▶ **What you have to do**:
Please arrange the listing from its first line through the line holding "<point>380,198</point>", inclusive, as a Markdown table with the columns Row and Line, numbering each row and skipping blank lines. Include only those lines, and leave out the pictures.

▶ **Records to use**:
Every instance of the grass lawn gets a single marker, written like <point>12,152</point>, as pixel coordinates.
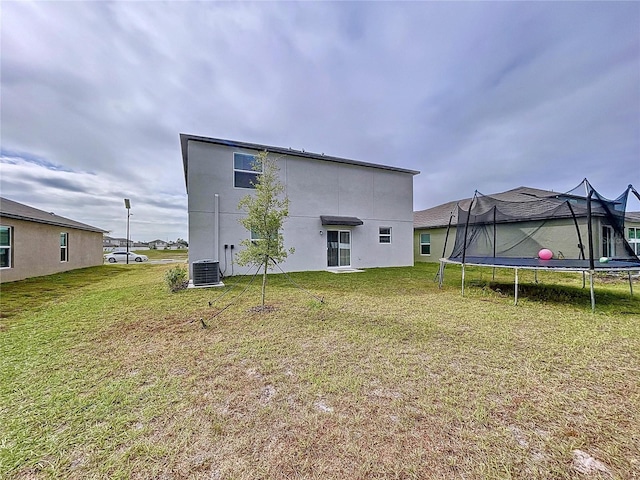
<point>105,374</point>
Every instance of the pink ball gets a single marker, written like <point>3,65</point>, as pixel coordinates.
<point>545,254</point>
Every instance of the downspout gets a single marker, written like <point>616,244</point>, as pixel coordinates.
<point>216,228</point>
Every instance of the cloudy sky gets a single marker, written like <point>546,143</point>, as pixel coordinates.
<point>481,96</point>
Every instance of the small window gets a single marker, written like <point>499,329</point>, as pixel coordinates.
<point>64,248</point>
<point>5,247</point>
<point>384,235</point>
<point>425,244</point>
<point>246,169</point>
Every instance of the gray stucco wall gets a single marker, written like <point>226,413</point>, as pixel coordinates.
<point>36,249</point>
<point>380,198</point>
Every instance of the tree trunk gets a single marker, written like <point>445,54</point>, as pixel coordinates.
<point>264,278</point>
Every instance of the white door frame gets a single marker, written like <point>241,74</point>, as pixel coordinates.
<point>341,247</point>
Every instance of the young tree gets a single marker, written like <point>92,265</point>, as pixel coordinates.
<point>266,211</point>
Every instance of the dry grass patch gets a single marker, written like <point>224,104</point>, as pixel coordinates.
<point>391,378</point>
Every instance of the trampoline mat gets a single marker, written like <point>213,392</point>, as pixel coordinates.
<point>553,264</point>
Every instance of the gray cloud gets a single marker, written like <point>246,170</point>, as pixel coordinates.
<point>485,96</point>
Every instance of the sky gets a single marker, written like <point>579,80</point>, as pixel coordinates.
<point>484,96</point>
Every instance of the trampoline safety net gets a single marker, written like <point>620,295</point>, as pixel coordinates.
<point>577,225</point>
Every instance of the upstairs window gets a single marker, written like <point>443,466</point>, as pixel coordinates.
<point>246,169</point>
<point>384,235</point>
<point>64,248</point>
<point>425,244</point>
<point>5,247</point>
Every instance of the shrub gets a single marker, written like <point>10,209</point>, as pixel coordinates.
<point>177,278</point>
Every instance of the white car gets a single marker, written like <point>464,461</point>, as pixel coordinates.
<point>121,257</point>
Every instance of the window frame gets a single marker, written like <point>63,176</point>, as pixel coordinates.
<point>64,249</point>
<point>423,244</point>
<point>8,247</point>
<point>243,171</point>
<point>384,235</point>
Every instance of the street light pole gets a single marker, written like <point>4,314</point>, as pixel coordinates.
<point>127,205</point>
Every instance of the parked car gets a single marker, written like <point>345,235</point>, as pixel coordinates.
<point>121,257</point>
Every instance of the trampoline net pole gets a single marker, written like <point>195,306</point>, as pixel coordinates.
<point>593,294</point>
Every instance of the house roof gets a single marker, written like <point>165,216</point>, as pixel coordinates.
<point>19,211</point>
<point>185,138</point>
<point>439,216</point>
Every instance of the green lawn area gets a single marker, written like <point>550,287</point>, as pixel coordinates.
<point>105,374</point>
<point>164,254</point>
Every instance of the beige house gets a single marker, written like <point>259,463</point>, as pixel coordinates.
<point>34,242</point>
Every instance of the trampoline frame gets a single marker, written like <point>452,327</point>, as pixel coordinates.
<point>584,265</point>
<point>580,266</point>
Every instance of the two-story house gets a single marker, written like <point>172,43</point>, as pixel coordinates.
<point>343,213</point>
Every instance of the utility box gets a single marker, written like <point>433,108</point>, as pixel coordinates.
<point>206,272</point>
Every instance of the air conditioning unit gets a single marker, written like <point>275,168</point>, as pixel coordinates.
<point>206,272</point>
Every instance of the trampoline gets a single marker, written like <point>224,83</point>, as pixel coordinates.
<point>498,233</point>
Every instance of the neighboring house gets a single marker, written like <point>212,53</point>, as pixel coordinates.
<point>342,213</point>
<point>431,226</point>
<point>158,244</point>
<point>632,225</point>
<point>34,242</point>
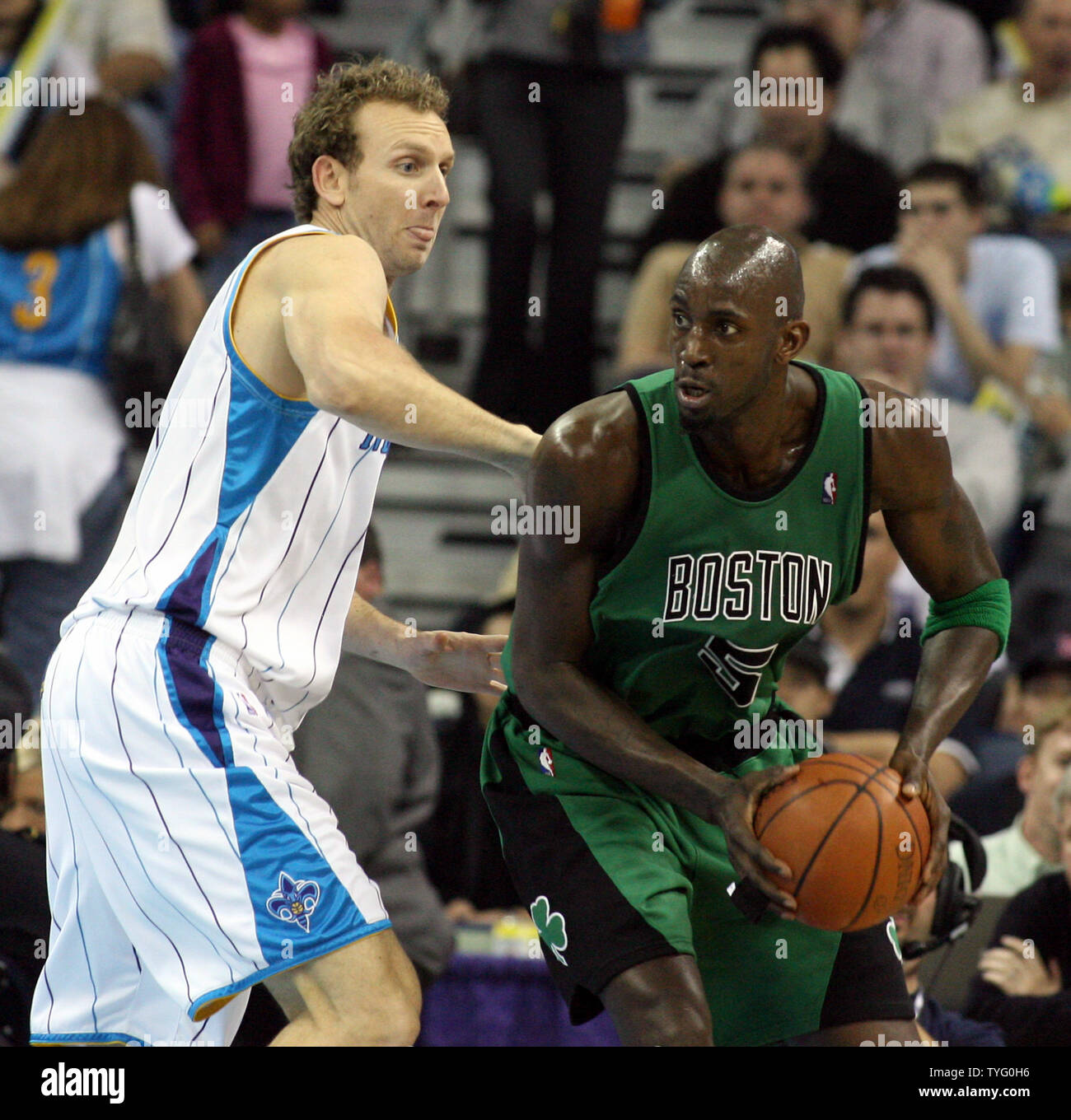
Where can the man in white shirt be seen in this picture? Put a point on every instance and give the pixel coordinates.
(934, 49)
(1018, 130)
(889, 334)
(997, 295)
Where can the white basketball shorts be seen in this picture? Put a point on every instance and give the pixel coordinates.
(187, 858)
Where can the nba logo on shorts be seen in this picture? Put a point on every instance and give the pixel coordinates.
(829, 488)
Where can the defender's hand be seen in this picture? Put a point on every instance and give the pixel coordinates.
(463, 662)
(918, 782)
(734, 814)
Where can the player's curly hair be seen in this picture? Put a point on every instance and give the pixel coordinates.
(324, 124)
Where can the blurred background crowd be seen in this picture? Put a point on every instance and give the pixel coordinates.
(928, 196)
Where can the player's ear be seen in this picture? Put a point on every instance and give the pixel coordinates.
(329, 177)
(794, 336)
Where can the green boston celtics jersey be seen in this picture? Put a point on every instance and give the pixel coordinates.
(693, 624)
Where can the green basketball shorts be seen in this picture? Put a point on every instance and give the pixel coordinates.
(615, 876)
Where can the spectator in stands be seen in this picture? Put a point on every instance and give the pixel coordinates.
(914, 926)
(553, 112)
(934, 49)
(1003, 718)
(765, 185)
(129, 45)
(63, 248)
(246, 77)
(997, 295)
(31, 50)
(128, 42)
(889, 334)
(802, 686)
(1030, 847)
(1045, 572)
(1024, 978)
(874, 658)
(1018, 130)
(881, 115)
(371, 753)
(853, 190)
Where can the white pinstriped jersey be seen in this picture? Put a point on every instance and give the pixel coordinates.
(249, 518)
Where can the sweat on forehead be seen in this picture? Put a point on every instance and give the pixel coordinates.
(750, 262)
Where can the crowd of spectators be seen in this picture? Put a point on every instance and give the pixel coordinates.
(928, 193)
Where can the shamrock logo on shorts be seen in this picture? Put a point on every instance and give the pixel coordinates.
(551, 927)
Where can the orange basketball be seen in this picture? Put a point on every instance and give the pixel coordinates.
(855, 847)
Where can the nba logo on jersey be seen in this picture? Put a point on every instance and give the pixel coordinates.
(829, 488)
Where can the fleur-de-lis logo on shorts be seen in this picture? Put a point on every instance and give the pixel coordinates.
(293, 901)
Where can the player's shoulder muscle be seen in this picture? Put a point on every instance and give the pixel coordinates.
(911, 466)
(589, 457)
(326, 267)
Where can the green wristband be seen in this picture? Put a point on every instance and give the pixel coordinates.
(989, 606)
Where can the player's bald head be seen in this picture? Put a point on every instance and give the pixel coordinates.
(751, 264)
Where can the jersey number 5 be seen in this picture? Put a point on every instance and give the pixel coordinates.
(737, 668)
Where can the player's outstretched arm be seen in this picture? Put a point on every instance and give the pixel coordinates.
(937, 532)
(588, 460)
(442, 659)
(333, 294)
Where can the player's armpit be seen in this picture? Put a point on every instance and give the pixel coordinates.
(332, 292)
(588, 465)
(928, 516)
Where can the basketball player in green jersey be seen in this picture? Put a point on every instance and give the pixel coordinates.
(723, 506)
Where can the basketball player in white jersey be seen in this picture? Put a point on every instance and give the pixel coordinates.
(187, 858)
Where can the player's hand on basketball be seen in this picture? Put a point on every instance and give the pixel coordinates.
(735, 814)
(463, 662)
(918, 782)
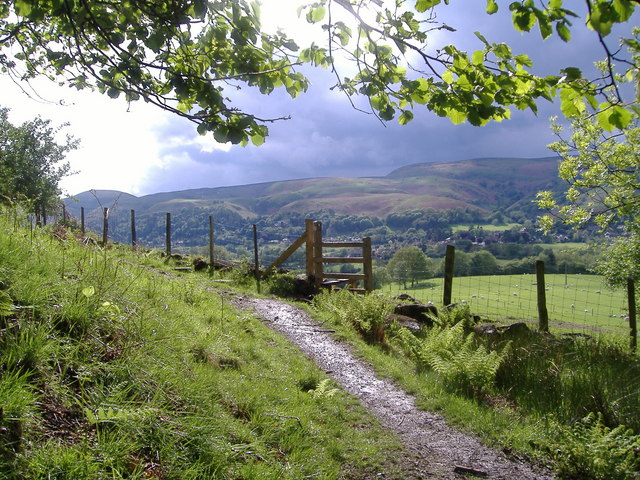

▶ **The output**:
| Row | Line |
|---|---|
| 1 | Every instance of the grass lawn gets a single marker, written like <point>12,152</point>, as pixel coordinates. |
| 2 | <point>105,374</point> |
| 3 | Every instance of the pink ball gets a single marker, written like <point>3,65</point>, as pixel coordinates. |
| 4 | <point>545,254</point> |
| 5 | Every instance of the downspout gets a single marker, written like <point>616,244</point>, as pixel coordinates. |
| 6 | <point>216,228</point> |
| 7 | Every instance of the cloudy sky gets a single marker, written like <point>546,143</point>, as pixel coordinates. |
| 8 | <point>481,96</point> |
| 9 | Every instance of the small window gets a single marker, written like <point>499,329</point>, as pixel coordinates. |
| 10 | <point>64,248</point> |
| 11 | <point>5,247</point> |
| 12 | <point>384,235</point> |
| 13 | <point>425,244</point> |
| 14 | <point>246,169</point> |
| 15 | Every instance of the gray stucco wall gets a single marker, written like <point>226,413</point>, as pixel coordinates. |
| 16 | <point>36,249</point> |
| 17 | <point>380,198</point> |